-- Work request --
Copy exactly and only the lines running from the one that contains "Target: deer neck" to the final line of the data below, without the pictures.

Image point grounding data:
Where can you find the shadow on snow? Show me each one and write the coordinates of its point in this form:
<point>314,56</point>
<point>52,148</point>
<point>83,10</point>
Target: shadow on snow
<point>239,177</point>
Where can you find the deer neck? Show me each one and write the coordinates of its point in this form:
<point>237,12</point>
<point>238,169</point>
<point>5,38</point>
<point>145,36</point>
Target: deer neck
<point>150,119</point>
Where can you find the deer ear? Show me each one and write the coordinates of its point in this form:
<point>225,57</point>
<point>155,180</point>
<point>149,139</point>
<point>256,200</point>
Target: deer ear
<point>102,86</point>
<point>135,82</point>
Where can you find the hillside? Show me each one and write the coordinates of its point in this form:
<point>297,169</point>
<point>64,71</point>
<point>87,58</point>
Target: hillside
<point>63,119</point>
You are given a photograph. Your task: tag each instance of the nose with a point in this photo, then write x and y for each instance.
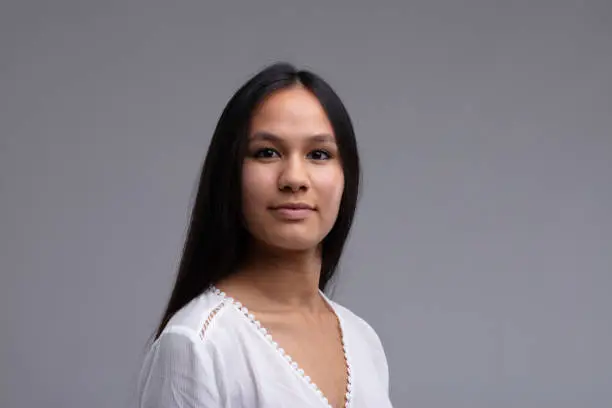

-- Solution for this problem --
Target: deer neck
<point>150,119</point>
Where can you find the deer ear? Show me each one and write the coordinates of its point in this form:
<point>225,57</point>
<point>155,180</point>
<point>149,139</point>
<point>256,200</point>
Target: deer ear
<point>102,86</point>
<point>135,82</point>
Where can you find the hillside? Show me each one and write the coordinates of its point in this form:
<point>297,169</point>
<point>64,71</point>
<point>87,58</point>
Target: hillside
<point>63,119</point>
You are given a photograph. Your task: tag each instance of the nose with a point in this photo, then write x and y for each instance.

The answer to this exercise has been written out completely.